Input records start

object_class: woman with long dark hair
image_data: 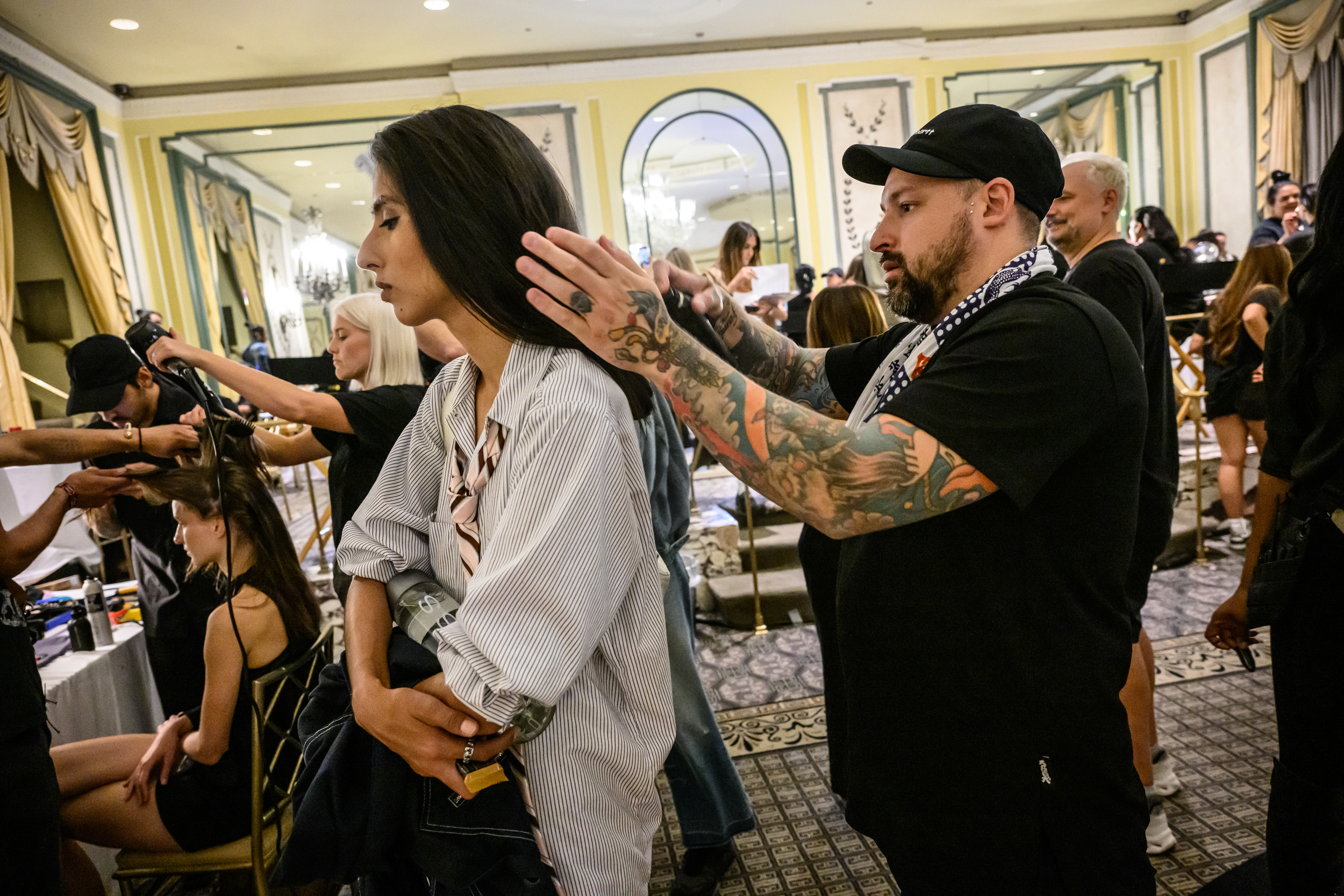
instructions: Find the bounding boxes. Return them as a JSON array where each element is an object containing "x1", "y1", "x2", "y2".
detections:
[
  {"x1": 51, "y1": 438, "x2": 320, "y2": 895},
  {"x1": 148, "y1": 293, "x2": 425, "y2": 600},
  {"x1": 1206, "y1": 133, "x2": 1344, "y2": 896},
  {"x1": 1191, "y1": 243, "x2": 1293, "y2": 547},
  {"x1": 338, "y1": 106, "x2": 675, "y2": 896}
]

Input records end

Can you print the items above verbatim, line for line, with the pictures left out?

object_class: woman with long dark hair
image_data: 
instructions: Find the bounding boxes. Return them as a JSON array where each element is an object containing "x1", "y1", "x2", "y2".
detections:
[
  {"x1": 51, "y1": 438, "x2": 320, "y2": 895},
  {"x1": 148, "y1": 293, "x2": 425, "y2": 600},
  {"x1": 1206, "y1": 133, "x2": 1344, "y2": 896},
  {"x1": 1191, "y1": 243, "x2": 1293, "y2": 547},
  {"x1": 338, "y1": 106, "x2": 675, "y2": 896}
]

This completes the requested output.